# [Given task]
Pictures aside, write out every record exactly as it appears.

# [Given information]
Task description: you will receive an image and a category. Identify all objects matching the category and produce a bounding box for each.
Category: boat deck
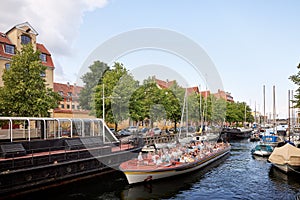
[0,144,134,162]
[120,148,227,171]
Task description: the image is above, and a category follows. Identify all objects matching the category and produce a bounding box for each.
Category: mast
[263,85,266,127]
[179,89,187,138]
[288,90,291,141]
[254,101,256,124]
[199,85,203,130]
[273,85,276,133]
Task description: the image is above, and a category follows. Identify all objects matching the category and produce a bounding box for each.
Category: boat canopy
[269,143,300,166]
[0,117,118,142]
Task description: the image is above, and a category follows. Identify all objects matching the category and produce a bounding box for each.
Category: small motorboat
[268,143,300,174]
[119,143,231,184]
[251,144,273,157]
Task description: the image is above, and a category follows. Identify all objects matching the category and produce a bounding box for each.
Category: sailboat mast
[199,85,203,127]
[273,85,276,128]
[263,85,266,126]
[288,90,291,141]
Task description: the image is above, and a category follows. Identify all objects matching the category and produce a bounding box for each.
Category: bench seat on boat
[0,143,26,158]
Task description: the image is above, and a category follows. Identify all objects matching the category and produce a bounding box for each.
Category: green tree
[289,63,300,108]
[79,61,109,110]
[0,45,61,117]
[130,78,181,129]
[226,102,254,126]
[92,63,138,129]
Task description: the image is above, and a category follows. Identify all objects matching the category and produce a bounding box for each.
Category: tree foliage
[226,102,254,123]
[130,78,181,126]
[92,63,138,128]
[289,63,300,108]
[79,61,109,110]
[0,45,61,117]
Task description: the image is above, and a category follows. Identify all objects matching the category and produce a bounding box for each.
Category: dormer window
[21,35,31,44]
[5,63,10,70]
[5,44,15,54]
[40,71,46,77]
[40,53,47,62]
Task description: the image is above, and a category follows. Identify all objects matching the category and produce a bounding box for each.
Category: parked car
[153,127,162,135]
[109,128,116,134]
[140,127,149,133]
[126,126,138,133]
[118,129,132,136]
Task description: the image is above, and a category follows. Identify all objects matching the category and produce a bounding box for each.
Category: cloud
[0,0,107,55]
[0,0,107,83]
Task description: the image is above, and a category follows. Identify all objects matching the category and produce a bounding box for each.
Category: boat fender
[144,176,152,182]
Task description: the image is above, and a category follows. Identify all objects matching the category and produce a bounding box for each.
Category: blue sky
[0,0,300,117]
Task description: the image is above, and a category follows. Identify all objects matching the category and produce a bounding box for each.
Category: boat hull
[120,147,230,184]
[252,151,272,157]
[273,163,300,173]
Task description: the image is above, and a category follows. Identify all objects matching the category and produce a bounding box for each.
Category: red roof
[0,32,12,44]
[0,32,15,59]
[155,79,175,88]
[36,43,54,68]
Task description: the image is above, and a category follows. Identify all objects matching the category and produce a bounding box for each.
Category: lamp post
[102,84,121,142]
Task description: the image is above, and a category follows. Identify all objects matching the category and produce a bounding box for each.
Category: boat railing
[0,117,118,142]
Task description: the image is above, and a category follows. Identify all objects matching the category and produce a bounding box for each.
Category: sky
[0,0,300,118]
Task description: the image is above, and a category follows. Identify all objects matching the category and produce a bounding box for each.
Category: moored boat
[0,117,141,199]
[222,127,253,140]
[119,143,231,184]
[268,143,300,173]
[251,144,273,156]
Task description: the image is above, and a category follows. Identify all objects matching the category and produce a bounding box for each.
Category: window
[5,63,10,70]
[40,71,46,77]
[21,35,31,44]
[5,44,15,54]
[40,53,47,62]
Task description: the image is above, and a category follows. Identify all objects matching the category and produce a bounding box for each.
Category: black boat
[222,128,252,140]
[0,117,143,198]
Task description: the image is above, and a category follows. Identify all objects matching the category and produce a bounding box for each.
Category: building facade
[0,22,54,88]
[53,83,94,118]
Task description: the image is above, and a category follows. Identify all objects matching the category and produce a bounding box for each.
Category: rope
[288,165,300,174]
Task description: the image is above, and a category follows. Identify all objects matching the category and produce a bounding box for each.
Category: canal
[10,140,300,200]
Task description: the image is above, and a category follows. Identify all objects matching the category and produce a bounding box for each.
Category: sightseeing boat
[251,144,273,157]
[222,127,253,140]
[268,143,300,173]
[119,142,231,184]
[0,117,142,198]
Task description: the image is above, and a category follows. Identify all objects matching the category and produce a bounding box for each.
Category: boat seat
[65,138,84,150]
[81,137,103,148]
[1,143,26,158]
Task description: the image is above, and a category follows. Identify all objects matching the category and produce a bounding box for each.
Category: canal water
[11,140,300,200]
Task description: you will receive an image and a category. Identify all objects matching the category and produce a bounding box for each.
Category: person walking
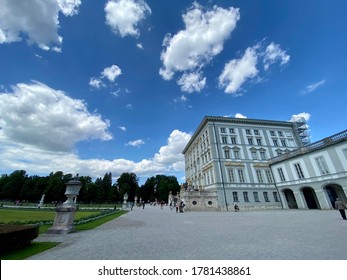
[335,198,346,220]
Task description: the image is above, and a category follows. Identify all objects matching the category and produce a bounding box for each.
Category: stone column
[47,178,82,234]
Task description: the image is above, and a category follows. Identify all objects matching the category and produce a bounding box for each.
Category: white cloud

# [Answer to this problem]
Task description: you will receive an image and a category. Identify all objects matching the category and produce a bounding box for each.
Category: boat deck
[0,144,134,162]
[120,148,227,171]
Task description: the image is above, and a category follows. Identify all objects matching the category and produce a bounding box for each.
Category: mast
[263,85,266,127]
[179,89,187,138]
[288,90,291,141]
[254,101,256,124]
[199,85,203,130]
[273,85,276,133]
Task description: the image is above, and a category follows. Identify all objects matching the category and produce a bounding box for each.
Category: boat canopy
[269,143,300,166]
[0,117,118,142]
Task description: the image is above, and a category follows. Identify all objects matching the category and produce a bounding box for each.
Category: small motorboat
[268,143,300,174]
[119,143,231,184]
[251,144,273,157]
Task description: the image is above, and a category follows. Identify all objects matching the category and produce a bounding box for each.
Category: sailboat mast
[199,85,203,127]
[273,85,276,128]
[263,85,266,126]
[288,90,291,141]
Task description: the image is above, and a category follows. Identify all objects matching the category and produce a bounding box for each.
Category: bench seat on boat
[0,143,26,158]
Task description: the image is above, and a category follows. Identify all objects matching the category and produce a bounding box for each.
Category: green tree
[289,63,300,108]
[79,61,109,110]
[0,45,61,117]
[130,78,181,129]
[226,102,254,126]
[92,63,138,129]
Task description: the image is above, and a category follows. Identify all objects matching the category and produce a bounding box for each.
Category: tree foliage
[226,102,254,123]
[130,78,181,126]
[92,63,138,128]
[289,63,300,108]
[79,61,109,110]
[0,45,61,117]
Task description: the image is above, and a category follows. Identify all objects matching the category and produce a bounding box for each.
Category: dormer window
[21,35,31,44]
[5,63,10,70]
[5,44,15,54]
[40,71,46,77]
[40,53,47,62]
Task description: the image is above, and a category follows. Identify all objects matching the category and produce a bounding box for each.
Category: parked car
[153,127,162,135]
[109,128,116,134]
[140,127,149,133]
[126,126,138,133]
[118,129,132,136]
Task description: the image is above, and a category follows. Identify all objects matching the category and produce a bounding box for each.
Category: cloud
[0,0,107,55]
[0,0,107,83]
Task description: the image is above, and a category follows. Identify all objects matching the category and produce a bounding box for each.
Category: boat fender
[144,176,152,182]
Task description: the image is above, and a category follows. Identify all objects matching the category and produce a bounding box for each.
Category: blue sky
[0,0,300,117]
Task description: the image is above, and a category follows. Identify all objects matching the category and produce a bounding box for each.
Category: boat hull
[120,147,230,184]
[252,151,272,157]
[273,163,300,173]
Task description: the image is above, and a category follows. Identify all objects matching the category and produce a bounding box for each.
Category: red roof
[0,32,12,44]
[0,32,15,59]
[155,79,175,88]
[36,43,54,68]
Task description: the image is above, and a category follows. Identify all objects matching the category and produce a bounding box for each.
Category: lamp post
[102,84,121,142]
Task description: the image is above, and a category follows. Identify all objects matching the category and produce a bounding box for each.
Category: boat railing
[0,117,118,142]
Task description: the image is above, and a category follows. Identify all objects matching the category and produce a bounding box for each.
Category: sky
[0,0,300,118]
Task description: the image is above, and a category follows. Identify all objects matching the category and produce a bounding box for each.
Category: moored boat
[0,117,141,199]
[222,127,253,140]
[119,143,231,184]
[268,143,300,173]
[251,144,273,156]
Task description: the image is above, and a category follows. Identify all objects matching the category and produce a bounding box for each.
Category: window
[5,63,10,70]
[40,71,46,77]
[21,35,31,44]
[5,44,15,54]
[40,53,47,62]
Task description: the image is above, and a category follows. Identify all objects matching the category and produce a bounding box for each.
Category: black boat
[222,128,252,140]
[0,117,143,198]
Task description: the image is above, and a category follows. Identify all objects matching the category and produce a bounding box for each.
Category: building facade
[0,22,54,88]
[53,83,94,118]
Task description: the image is above, and a category follows. Identify all objects matching the category and produce a bounding box for each.
Category: rope
[288,165,300,174]
Task description: the image is above, and a category follows. Identify all objects matching the category and produce a bounding box for each.
Category: canal
[10,140,300,200]
Task description: the image is above, and a category follows. Identify all objects matching the category and produce a bounding box for each.
Category: sightseeing boat
[251,144,273,157]
[222,127,253,140]
[268,143,300,173]
[119,142,231,184]
[0,117,142,198]
Task description: the image is above, and a category follows. Identify all objects matching the category and produce a bounding box for each.
Category: boat seat
[65,138,84,150]
[81,137,103,148]
[1,143,26,158]
Task description: the image is above, and a category follows. Identify all objects matching the category and produce a bounding box for each.
Category: canal water
[11,140,300,200]
Task description: you will receive an image and a category. Identify all objects matching the category and produce a bounding box for each.
Category: person walking
[335,198,346,220]
Task description: the image is above, and a category follows. Identify all objects matching the category and produce a bounding box for each.
Category: stone column
[47,178,82,234]
Task description: the image is above, and a category follows. Identify all objects matching the category and produce a bounding box for each.
Category: white cloud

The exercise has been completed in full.